== EXTRACT TO READ ==

****************************************

14

I have recently started playing with Java 8, having done bits and pieces in Haskell/Scala before. I am trying to play with higher-order functions in Java such as map or forEach, and I am struggling to understand what motivation it was to push everything towards Stream ideology. I understand it gives nice, general abstraction, it is supposed to be lazy, but let's consider a very simple, common example:

list.map(x -> do_sth(x));

very common idiom, expecting this to return a List<T>. Now, in Java 8, I need to do sth of this sort:

list.stream().map(x -> doSth(x)).collect(Collectors.toList())

Now, as far I see this, the stream will not apply the map until collect is called, so there will be one pass through the collection under the hood. What I can't see is why those common use cases for maps, lists such as map.toList(), list.groupBy() would not be added to corresponding interfaces? Is there an underlying design decision I am missing here?

maksimov
  • 5,792
  • 1
  • 30
  • 38
Bober02
  • 15,034
  • 31
  • 92
  • 178

1 Answers1

24

A handful of new methods have been added directly to various collections that perform mutative operations eagerly on those collections. For example, to run a function over each element of a list, replacing the original elements with the return values, use List.replaceAll(UnaryOperator). Other examples of this are Collection.removeIf(Predicate), List.sort(), and Map.replaceAll(BiFunction).

By contrast, there are a bunch of new methods added to Stream such as filter, map, skip, limit, sorted, distinct, etc. Most of these are lazy and they do not mutate the source, instead passing elements downstream. We did consider adding these directly to the collections classes. At this point several questions arose. How do we distinguish the eager, mutative operations from the lazy, stream-producting operations? Overloading is difficult, because they'd have different return types, so they'd have to have different names. How would such operations be chained? The eager operations would have to generate collections to store intermediate results, which is potentially quite expensive. The resulting collections API would have a confusing mixture of eager, mutative and lazy, non-mutating methods.

****************************************

== DATASET EXTRACT ==

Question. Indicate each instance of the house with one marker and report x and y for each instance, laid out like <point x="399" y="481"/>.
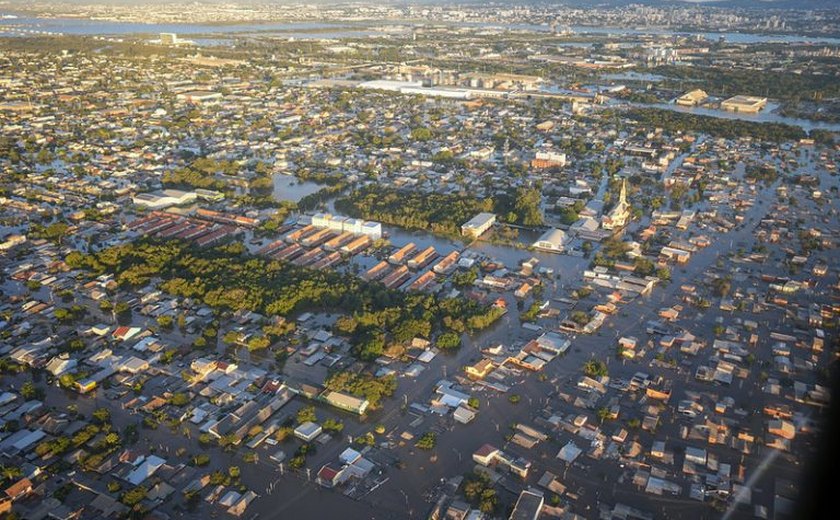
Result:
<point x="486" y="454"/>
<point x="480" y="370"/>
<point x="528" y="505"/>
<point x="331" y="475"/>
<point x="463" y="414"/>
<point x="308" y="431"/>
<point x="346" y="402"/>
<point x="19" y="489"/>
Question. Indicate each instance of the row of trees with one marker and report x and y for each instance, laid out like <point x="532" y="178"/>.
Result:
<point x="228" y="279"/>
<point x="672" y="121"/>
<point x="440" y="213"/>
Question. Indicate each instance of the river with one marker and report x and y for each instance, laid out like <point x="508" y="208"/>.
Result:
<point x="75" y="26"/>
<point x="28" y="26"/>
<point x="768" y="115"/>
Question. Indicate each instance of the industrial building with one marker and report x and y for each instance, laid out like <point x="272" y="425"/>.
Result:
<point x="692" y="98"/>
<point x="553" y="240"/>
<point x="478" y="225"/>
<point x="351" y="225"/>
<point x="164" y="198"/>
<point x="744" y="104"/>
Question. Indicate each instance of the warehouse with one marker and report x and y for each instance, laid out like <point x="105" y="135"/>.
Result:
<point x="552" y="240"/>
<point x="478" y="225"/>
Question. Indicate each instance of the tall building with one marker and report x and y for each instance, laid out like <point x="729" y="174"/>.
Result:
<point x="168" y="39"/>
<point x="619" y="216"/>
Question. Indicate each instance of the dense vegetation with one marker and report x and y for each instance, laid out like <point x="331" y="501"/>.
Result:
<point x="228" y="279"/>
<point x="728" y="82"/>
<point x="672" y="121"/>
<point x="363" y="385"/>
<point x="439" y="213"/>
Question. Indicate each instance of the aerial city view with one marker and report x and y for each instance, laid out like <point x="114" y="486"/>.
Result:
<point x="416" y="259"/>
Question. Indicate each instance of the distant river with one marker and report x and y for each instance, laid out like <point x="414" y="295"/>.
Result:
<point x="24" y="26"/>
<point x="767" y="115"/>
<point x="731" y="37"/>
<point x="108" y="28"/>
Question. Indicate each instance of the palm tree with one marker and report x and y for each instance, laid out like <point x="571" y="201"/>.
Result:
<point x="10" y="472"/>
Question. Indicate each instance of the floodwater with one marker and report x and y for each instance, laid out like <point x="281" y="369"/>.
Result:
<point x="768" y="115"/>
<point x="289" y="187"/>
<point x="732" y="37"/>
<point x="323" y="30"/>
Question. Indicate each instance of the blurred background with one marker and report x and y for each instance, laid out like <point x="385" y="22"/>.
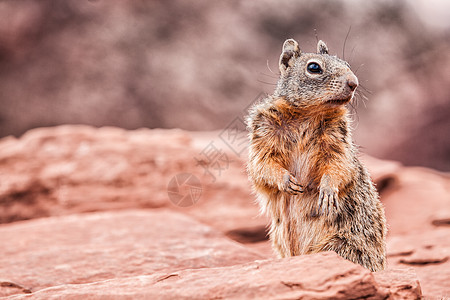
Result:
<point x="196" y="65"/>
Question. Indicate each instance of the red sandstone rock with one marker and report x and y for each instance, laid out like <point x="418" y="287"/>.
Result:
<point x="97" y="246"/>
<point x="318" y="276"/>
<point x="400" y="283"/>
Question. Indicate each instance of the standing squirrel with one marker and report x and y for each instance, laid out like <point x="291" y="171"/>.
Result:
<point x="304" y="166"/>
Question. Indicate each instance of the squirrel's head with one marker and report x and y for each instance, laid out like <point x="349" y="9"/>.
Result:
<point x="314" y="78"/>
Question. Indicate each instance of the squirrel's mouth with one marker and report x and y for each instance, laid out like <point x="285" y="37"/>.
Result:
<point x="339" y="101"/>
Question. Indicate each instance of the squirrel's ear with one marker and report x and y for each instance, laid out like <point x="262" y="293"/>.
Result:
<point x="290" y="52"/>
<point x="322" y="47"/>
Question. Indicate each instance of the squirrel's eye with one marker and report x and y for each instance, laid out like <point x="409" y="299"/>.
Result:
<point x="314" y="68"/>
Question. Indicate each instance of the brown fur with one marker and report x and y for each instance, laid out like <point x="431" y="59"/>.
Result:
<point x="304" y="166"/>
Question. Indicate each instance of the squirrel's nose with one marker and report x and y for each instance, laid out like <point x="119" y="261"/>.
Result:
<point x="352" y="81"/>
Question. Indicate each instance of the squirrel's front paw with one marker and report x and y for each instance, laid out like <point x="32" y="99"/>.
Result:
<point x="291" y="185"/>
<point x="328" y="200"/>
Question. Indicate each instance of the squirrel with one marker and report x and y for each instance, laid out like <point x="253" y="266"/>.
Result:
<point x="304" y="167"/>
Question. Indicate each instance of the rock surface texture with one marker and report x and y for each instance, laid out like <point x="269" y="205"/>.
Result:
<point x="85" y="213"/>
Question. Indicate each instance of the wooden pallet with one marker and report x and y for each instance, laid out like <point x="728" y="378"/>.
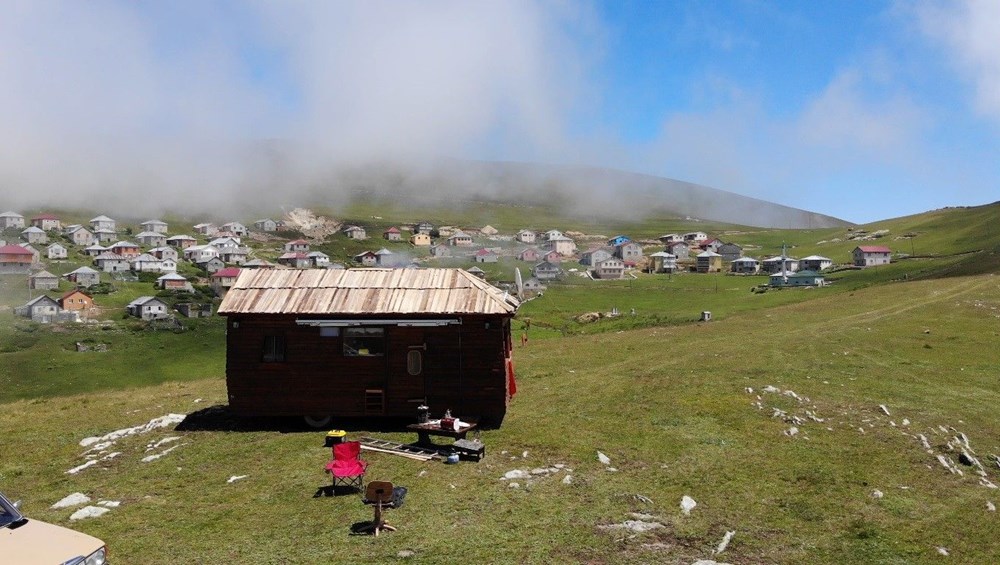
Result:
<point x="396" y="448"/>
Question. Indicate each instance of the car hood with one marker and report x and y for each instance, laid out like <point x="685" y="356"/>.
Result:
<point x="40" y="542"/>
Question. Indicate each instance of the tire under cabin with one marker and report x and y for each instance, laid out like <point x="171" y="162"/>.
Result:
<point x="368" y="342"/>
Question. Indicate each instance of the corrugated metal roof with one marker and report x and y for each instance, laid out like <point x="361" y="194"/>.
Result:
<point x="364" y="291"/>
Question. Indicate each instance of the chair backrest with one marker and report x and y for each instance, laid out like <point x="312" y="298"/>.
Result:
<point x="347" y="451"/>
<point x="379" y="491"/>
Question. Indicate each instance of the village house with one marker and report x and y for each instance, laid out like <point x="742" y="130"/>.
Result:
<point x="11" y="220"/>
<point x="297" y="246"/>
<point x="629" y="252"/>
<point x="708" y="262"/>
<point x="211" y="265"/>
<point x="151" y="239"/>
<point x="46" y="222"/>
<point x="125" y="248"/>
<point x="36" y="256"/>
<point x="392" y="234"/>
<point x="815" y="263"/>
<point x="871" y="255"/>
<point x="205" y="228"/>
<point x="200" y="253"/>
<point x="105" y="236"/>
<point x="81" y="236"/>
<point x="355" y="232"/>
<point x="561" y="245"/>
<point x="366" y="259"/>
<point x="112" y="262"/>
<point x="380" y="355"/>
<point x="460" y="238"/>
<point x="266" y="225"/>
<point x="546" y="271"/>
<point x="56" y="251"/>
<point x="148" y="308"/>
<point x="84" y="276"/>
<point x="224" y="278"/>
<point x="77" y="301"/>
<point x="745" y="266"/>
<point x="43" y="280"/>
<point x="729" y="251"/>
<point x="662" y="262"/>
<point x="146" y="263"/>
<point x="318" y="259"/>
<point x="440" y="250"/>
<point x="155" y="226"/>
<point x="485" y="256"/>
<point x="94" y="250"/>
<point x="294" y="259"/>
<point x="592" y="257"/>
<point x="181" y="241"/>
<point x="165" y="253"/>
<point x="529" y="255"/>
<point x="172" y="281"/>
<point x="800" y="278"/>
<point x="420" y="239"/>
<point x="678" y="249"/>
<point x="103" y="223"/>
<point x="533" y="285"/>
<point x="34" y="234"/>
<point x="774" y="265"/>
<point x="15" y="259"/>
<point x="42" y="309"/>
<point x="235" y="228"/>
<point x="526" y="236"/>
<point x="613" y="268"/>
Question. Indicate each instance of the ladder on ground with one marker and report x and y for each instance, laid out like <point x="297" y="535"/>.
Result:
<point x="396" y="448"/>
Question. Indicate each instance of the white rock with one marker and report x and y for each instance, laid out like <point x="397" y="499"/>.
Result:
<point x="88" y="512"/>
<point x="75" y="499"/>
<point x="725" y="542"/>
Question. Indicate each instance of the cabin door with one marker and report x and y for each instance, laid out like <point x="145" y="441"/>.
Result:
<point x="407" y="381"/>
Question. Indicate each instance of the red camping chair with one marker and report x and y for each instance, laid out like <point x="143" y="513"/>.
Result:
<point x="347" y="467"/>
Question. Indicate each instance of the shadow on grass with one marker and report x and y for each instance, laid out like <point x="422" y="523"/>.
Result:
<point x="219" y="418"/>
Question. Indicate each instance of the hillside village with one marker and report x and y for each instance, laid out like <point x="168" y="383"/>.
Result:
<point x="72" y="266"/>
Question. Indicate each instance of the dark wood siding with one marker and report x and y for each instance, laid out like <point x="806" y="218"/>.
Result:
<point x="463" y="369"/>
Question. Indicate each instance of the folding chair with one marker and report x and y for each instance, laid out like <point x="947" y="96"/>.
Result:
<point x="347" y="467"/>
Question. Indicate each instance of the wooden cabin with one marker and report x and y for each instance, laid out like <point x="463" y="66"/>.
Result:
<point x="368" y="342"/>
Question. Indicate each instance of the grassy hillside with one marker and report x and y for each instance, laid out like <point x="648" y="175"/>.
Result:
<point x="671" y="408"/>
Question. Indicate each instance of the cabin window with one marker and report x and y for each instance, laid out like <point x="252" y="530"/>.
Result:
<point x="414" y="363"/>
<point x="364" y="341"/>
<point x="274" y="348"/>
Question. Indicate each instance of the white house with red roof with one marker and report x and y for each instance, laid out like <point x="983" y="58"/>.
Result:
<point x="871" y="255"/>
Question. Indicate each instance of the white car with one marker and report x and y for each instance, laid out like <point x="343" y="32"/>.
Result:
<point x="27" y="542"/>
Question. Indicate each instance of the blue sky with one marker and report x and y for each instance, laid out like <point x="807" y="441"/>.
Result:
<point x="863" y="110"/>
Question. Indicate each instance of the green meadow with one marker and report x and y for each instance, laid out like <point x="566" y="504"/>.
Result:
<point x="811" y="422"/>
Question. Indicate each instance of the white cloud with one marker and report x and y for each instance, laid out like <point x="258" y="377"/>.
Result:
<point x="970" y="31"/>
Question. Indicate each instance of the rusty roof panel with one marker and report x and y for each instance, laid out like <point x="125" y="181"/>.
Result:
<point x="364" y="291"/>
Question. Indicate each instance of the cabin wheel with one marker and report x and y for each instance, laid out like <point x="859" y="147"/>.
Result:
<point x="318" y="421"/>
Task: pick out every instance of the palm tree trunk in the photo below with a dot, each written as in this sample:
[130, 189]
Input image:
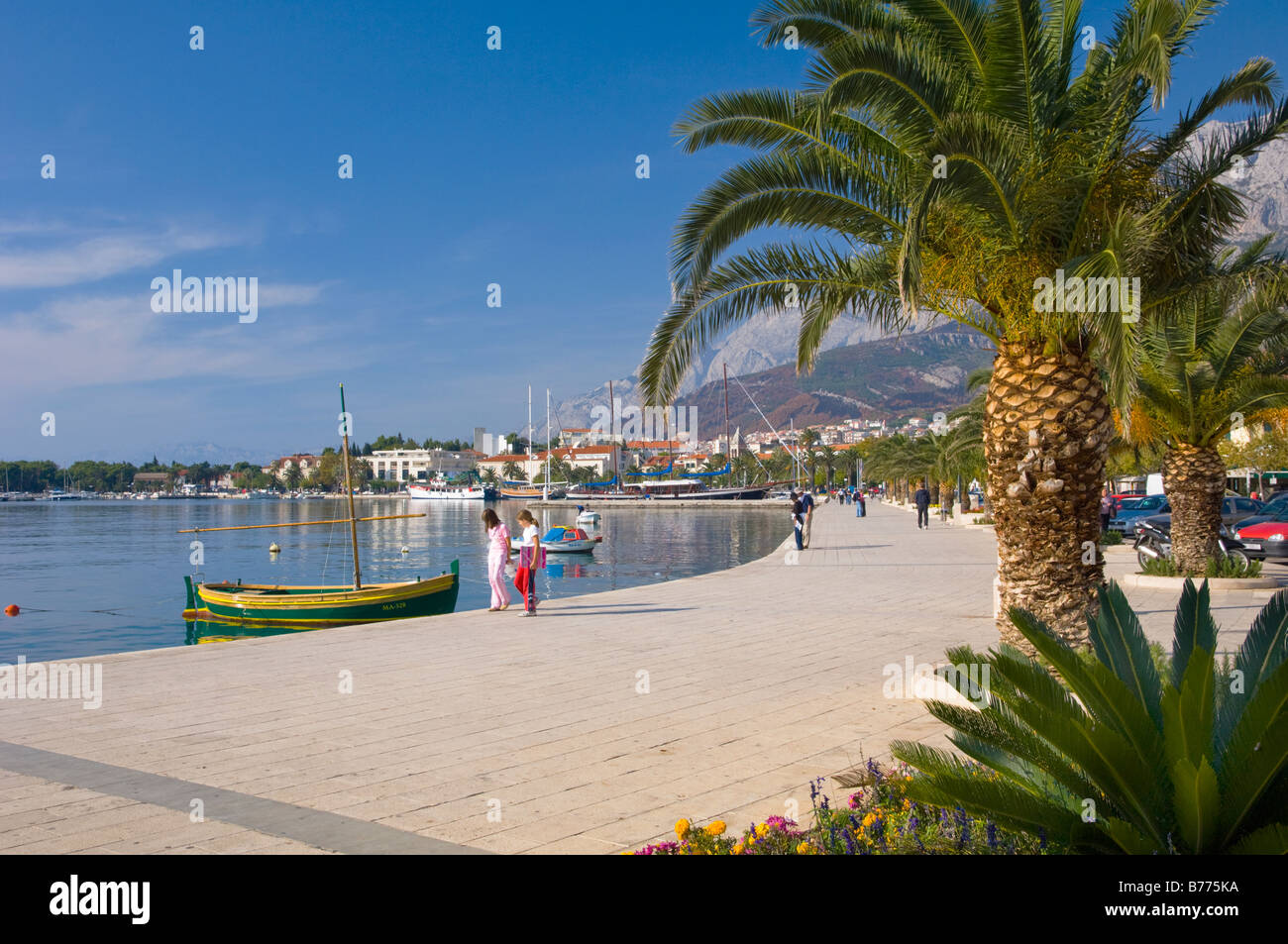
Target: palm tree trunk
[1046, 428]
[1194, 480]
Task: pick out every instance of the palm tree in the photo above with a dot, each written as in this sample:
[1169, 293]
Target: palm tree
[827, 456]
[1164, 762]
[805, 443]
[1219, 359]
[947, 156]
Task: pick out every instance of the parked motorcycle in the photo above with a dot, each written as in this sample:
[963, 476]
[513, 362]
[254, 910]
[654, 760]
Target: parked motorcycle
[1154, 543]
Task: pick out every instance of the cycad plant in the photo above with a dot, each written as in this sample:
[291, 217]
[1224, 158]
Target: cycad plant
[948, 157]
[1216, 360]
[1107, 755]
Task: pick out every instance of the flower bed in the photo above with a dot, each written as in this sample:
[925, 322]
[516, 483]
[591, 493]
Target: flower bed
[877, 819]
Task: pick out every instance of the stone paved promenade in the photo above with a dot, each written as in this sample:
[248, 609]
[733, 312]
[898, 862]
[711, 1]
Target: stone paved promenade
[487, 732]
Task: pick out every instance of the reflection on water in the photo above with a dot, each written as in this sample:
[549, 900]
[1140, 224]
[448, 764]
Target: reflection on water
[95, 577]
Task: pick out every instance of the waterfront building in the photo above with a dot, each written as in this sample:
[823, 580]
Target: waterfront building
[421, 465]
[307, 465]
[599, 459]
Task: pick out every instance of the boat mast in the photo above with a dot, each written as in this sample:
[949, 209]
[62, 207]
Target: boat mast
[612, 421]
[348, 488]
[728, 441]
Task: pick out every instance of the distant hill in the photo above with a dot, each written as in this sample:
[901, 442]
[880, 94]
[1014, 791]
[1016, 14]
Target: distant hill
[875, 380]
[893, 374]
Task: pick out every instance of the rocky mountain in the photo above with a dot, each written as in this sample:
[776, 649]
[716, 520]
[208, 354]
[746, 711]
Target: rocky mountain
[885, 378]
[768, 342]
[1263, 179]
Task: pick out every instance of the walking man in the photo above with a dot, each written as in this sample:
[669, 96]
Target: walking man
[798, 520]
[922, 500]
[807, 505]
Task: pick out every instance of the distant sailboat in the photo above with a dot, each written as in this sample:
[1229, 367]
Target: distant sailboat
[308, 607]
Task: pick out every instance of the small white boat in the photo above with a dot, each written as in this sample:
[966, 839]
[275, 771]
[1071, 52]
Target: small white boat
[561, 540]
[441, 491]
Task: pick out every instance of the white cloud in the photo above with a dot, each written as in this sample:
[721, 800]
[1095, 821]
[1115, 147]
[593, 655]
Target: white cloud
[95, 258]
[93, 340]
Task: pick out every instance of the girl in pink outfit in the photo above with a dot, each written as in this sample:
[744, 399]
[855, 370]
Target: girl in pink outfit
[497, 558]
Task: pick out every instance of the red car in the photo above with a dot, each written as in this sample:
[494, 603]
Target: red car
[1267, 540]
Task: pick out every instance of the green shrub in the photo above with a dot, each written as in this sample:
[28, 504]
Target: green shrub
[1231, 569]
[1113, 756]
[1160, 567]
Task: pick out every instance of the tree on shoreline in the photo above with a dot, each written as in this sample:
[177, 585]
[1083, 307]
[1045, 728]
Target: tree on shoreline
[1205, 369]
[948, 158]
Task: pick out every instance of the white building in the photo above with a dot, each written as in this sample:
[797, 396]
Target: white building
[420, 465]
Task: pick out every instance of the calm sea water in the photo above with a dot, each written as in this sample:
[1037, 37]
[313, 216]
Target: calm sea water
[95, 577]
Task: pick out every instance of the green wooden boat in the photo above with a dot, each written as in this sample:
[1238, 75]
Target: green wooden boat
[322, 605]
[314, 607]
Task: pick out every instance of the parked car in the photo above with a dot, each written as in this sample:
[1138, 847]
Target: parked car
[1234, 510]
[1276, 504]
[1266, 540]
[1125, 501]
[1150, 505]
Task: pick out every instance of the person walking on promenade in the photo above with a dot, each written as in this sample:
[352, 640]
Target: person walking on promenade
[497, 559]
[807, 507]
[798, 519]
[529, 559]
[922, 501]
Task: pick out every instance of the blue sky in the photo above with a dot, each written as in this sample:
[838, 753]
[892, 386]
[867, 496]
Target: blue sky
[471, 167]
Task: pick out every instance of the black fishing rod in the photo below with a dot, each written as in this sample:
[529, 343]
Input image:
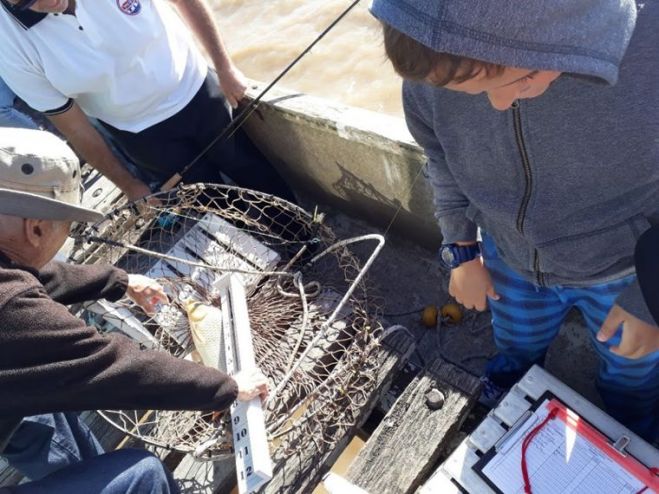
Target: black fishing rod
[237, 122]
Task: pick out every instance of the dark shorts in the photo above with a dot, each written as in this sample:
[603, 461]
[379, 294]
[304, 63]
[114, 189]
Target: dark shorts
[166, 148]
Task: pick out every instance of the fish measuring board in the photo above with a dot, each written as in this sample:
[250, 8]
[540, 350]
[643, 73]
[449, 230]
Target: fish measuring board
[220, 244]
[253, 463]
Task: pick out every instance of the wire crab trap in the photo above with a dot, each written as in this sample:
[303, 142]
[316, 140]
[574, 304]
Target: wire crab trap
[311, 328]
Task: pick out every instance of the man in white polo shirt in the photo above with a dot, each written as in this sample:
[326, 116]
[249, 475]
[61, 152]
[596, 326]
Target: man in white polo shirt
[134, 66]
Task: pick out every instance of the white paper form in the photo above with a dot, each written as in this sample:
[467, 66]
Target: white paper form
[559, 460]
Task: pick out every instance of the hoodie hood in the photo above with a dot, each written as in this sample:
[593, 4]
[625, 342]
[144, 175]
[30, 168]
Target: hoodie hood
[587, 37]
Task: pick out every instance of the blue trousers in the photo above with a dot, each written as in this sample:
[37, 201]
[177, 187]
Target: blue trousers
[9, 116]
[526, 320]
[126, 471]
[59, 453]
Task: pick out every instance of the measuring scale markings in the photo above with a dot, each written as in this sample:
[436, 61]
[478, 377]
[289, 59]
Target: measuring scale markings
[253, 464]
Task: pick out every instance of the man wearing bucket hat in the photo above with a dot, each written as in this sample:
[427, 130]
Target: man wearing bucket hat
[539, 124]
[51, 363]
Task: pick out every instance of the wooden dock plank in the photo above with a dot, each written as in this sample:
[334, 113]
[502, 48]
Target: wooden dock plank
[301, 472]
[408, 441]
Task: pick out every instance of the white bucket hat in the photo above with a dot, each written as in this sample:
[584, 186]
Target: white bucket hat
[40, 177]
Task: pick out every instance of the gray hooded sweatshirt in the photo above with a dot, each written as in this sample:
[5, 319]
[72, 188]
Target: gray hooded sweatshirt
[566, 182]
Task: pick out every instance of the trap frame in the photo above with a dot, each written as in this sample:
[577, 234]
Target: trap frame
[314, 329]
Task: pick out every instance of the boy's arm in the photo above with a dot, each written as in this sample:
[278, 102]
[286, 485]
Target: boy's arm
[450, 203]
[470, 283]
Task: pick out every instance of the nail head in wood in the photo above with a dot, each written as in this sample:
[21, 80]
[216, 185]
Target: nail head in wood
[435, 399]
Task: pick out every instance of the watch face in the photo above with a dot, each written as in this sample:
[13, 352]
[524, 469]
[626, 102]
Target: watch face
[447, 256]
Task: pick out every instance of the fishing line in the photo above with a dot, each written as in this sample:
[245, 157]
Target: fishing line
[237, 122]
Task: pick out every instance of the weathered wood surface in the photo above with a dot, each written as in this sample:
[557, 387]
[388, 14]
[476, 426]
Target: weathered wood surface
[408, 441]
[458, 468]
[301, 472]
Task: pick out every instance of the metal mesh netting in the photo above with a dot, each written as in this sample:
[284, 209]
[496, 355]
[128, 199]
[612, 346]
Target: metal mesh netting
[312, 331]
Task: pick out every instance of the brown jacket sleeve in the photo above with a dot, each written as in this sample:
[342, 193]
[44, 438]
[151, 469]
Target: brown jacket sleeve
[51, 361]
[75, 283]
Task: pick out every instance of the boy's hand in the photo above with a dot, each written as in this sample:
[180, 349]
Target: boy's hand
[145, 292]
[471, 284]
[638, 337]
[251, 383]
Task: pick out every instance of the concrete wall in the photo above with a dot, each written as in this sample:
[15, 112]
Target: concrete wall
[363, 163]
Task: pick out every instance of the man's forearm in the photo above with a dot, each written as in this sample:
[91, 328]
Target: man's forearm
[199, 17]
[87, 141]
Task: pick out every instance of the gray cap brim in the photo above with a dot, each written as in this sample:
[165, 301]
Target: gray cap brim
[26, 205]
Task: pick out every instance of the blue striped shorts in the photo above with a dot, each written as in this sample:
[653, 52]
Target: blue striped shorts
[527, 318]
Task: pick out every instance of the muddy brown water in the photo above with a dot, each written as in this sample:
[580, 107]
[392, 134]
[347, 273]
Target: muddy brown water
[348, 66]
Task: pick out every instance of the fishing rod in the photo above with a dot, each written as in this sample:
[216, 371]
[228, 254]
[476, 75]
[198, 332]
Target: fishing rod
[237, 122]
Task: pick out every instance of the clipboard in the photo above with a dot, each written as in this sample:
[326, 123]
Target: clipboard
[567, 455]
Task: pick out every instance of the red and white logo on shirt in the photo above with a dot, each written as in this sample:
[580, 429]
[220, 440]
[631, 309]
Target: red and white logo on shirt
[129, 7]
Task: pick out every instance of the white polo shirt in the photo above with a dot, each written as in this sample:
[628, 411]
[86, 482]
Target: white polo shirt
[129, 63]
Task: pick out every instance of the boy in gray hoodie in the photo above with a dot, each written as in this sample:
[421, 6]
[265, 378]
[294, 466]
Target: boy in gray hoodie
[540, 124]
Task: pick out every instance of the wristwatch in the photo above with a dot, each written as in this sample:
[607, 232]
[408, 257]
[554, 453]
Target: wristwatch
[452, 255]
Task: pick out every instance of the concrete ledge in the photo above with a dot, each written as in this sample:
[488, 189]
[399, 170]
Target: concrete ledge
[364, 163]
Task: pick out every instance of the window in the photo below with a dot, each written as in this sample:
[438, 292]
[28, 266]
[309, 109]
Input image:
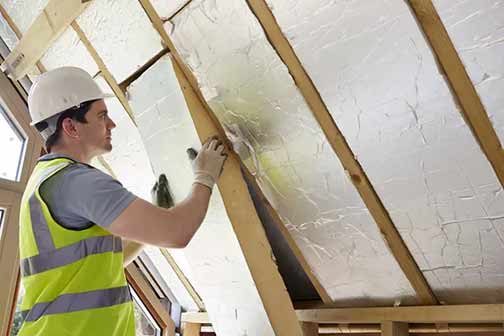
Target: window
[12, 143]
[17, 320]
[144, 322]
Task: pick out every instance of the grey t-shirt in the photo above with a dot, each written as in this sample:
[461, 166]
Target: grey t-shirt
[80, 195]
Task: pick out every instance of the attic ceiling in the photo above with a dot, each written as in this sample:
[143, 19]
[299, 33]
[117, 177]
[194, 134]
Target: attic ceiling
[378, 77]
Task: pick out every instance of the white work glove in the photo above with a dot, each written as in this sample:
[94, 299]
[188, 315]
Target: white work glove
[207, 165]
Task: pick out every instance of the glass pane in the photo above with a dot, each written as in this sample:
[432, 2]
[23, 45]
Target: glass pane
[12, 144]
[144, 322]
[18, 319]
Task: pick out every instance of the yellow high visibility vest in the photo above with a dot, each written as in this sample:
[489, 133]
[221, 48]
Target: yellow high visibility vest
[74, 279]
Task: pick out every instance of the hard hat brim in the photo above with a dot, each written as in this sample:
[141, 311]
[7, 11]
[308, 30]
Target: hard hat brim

****************************************

== WORK INSTRUCTIONS ==
Carry on the Java 8 streams thread from its last sentence. The data has no connection to the Java 8 streams thread.

== ANSWER TO THIS EXERCISE ==
A second order consideration is potential incompatibilities with adding default methods. The biggest risk with adding default methods to an interface is a name clash with an existing method on an implementation of that interface. If a method with the same name and arguments (often no arguments) has a different return type, that's an unavoidable incompatibility. For that reason we've been fairly reluctant to add large numbers of default methods.

For these reasons, we decided to keep the lazy, non-mutating methods all within the stream API, at the expense of requiring extra method calls stream() and collect() to bridge between collections and streams. For a few common cases we added eager, mutating calls directly to the collections interfaces, such as those I listed above.

See lambdafaq.org for further discussion.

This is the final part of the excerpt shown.